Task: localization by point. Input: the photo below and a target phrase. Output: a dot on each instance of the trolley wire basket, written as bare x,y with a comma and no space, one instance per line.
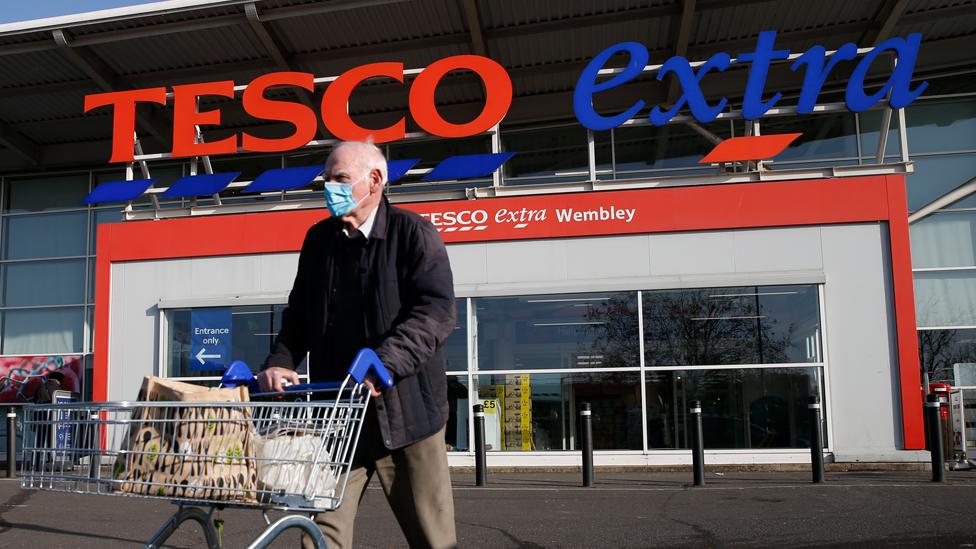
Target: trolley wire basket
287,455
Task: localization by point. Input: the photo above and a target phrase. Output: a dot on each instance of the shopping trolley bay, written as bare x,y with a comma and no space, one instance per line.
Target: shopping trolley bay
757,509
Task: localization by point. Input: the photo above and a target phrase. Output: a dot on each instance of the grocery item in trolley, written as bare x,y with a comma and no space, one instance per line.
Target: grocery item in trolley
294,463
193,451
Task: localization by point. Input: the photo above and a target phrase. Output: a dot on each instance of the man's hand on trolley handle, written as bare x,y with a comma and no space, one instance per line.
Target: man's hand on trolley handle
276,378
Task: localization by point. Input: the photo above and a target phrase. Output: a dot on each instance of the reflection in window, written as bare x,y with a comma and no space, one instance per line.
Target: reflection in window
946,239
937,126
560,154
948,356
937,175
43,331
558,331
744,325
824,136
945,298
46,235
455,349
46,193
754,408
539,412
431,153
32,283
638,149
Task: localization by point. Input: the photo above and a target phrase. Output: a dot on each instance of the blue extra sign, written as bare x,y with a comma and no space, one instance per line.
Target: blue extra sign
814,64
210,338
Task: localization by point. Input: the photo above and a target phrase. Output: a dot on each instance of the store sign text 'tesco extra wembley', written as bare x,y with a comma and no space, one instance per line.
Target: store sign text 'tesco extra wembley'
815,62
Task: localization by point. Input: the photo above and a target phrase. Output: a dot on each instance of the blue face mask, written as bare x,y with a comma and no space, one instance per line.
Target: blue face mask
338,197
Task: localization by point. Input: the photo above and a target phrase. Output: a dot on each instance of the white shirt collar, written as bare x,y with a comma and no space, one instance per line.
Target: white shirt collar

----------------

Print the lines of the items exactly as they appear, from the line containing "of the white" through the last line of the items, inclusive.

> SOLUTION BELOW:
Task: localization by point. Input: the photo above and a target phrase. Output: a dot on each instance of the white shirt collar, written as bare x,y with a comma and no space, one instance per line.
Target: white shirt collar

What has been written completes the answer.